- **Exercise prompt**: Add 139 to every bounding-box coordinate in the listing below, from the line containing "In the picture shown above, locate each marble" down to the line containing "[62,0,86,43]", and write out all of those lines again, keeping the text lines unchanged.
──────────────────────────────
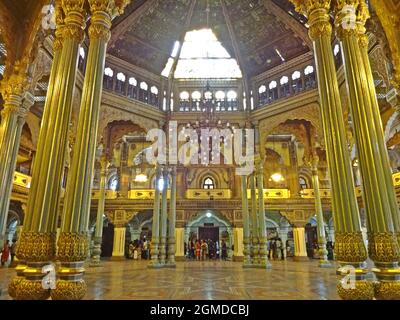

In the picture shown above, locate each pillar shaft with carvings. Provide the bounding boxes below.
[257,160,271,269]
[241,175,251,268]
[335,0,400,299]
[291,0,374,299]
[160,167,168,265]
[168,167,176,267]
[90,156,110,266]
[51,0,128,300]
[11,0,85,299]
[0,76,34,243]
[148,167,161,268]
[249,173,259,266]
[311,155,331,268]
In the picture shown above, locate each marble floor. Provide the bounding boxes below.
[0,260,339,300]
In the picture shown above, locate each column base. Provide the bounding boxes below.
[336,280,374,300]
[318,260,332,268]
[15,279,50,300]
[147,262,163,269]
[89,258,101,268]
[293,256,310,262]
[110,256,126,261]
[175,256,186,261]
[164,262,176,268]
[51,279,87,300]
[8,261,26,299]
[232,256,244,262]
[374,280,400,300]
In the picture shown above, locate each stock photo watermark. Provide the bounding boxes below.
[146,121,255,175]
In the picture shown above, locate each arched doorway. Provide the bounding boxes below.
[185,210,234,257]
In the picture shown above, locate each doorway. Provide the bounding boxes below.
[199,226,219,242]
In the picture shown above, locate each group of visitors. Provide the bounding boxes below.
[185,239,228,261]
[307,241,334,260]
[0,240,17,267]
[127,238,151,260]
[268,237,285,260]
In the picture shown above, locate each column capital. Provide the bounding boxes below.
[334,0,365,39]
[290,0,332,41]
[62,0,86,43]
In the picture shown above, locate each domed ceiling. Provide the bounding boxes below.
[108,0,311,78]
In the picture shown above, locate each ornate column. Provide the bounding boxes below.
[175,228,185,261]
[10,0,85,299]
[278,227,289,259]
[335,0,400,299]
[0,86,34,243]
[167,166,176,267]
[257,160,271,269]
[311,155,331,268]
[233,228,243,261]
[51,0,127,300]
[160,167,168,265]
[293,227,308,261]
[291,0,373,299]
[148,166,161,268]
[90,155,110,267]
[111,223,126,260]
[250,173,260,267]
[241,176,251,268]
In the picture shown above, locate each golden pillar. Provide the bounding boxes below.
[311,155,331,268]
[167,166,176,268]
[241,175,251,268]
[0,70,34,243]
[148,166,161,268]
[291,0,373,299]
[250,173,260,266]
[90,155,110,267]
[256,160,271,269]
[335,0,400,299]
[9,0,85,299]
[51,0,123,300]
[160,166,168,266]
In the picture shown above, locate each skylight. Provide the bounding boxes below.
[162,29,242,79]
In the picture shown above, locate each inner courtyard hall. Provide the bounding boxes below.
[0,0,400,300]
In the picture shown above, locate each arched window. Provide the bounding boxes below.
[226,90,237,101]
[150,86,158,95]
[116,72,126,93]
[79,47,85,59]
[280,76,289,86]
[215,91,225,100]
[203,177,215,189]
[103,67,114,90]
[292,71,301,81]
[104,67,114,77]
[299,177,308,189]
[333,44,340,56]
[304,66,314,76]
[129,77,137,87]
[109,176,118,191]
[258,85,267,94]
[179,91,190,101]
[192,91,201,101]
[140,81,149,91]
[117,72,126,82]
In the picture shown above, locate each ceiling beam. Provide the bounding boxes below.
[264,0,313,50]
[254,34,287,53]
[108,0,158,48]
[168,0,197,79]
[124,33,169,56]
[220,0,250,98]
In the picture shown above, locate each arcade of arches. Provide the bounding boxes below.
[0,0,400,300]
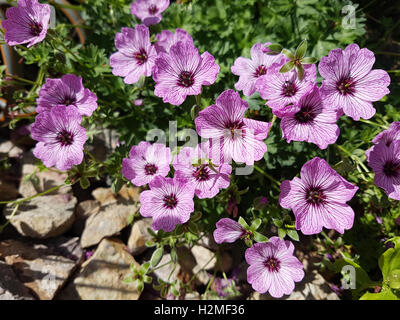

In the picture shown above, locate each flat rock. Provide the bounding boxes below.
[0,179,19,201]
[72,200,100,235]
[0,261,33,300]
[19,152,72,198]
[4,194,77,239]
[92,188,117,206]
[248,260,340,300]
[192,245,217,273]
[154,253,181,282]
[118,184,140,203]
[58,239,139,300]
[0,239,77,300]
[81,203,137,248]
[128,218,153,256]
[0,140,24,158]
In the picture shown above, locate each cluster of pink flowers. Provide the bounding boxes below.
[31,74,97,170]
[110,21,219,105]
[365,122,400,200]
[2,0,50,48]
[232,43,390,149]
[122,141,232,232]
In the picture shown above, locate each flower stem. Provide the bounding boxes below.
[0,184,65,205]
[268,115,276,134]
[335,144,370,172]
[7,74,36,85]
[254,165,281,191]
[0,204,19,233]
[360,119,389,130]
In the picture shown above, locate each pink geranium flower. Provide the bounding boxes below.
──────────────────────────────
- **Response to this task**:
In the picture shown above, locate each marble floor. Provide the bounding boxes below.
[139,399,478,439]
In the picture shown above, locate each column base. Provide the bounding boxes below.
[475,419,513,439]
[457,399,471,407]
[154,418,189,439]
[286,401,302,408]
[228,397,240,407]
[432,395,449,401]
[249,395,265,400]
[314,395,325,400]
[303,401,315,407]
[190,418,226,439]
[147,400,165,438]
[371,395,383,401]
[513,419,539,439]
In the picture shown above, locate each stock photo watermark. Provide the bounding boxes below.
[285,260,394,314]
In the picture shown above, locate each arched doorway. Provide the bounding boxes below.
[324,349,373,396]
In the picture shown above, locate each doorway. Provide the bounding boxes below.
[338,365,358,381]
In the picture shown above, locate each group of visitors. Provide the bounding boxes below.
[324,378,367,400]
[446,380,473,399]
[139,379,156,406]
[266,377,290,399]
[407,376,424,399]
In the picture shown above, locate each column capital. Provide the bounding boxes below.
[473,139,504,178]
[429,139,471,180]
[201,139,225,182]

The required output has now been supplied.